— START OF Dataset excerpts —

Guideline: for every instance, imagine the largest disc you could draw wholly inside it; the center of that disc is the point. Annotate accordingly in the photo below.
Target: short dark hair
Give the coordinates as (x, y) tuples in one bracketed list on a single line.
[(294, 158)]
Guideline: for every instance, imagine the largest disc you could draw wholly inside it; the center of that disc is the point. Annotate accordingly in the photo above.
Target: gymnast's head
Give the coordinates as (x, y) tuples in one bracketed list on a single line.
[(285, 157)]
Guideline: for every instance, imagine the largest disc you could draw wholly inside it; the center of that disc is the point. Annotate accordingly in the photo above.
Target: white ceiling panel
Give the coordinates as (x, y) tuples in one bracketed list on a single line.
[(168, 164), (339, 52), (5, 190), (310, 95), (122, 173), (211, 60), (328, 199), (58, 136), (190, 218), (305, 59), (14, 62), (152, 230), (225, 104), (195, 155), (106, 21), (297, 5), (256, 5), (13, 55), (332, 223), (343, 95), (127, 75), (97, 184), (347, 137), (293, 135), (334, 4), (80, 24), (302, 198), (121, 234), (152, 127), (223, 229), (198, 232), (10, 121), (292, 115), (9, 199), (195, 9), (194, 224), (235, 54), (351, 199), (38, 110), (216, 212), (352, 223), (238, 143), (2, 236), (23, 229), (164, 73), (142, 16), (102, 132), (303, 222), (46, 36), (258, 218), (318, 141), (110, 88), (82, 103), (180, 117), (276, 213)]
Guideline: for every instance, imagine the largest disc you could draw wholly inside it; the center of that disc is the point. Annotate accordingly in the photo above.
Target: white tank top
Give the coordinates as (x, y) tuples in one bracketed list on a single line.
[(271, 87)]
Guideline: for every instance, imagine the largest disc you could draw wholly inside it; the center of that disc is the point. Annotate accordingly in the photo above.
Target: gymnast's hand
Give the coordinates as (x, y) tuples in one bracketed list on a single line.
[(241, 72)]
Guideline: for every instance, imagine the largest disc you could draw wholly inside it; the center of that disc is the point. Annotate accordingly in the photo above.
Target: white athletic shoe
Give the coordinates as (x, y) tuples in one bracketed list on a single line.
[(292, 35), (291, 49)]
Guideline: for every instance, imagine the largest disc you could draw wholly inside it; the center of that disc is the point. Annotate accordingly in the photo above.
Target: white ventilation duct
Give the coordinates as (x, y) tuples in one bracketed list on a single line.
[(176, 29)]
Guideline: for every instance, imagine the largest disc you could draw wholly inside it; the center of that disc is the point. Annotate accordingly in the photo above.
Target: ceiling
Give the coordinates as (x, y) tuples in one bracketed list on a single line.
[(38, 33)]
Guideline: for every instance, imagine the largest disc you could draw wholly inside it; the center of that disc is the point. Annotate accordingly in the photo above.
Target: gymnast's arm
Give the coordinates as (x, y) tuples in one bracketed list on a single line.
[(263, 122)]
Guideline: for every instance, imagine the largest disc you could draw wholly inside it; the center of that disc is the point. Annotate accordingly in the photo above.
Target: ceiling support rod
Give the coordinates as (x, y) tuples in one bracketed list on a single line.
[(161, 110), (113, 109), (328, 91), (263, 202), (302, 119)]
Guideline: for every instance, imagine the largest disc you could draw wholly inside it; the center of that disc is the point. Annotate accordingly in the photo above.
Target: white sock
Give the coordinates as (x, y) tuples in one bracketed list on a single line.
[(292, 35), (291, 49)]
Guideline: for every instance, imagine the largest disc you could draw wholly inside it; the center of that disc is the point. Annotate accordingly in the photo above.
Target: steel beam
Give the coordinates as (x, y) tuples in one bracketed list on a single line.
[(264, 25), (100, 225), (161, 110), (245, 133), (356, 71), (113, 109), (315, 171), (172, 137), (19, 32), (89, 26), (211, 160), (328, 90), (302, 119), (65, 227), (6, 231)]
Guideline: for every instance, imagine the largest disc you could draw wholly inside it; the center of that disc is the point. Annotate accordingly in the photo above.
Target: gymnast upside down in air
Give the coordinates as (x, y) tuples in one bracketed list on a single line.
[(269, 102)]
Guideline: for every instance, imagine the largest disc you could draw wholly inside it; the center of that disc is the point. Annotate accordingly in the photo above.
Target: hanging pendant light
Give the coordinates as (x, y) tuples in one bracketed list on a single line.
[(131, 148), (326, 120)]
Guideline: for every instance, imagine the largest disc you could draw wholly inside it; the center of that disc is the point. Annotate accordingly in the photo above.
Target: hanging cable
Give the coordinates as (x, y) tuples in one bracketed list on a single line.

— END OF Dataset excerpts —

Aim: Retype the listing above exactly, from its first line up to and including the line with "[(294, 158)]".

Expected answer:
Guideline: for every instance, imagine the largest disc you could draw wholly inside it; the center of that disc is the point. Annotate accordingly in the photo below.
Target: short dark hair
Give the coordinates as (x, y) tuples in one bracketed list on a single line.
[(294, 158)]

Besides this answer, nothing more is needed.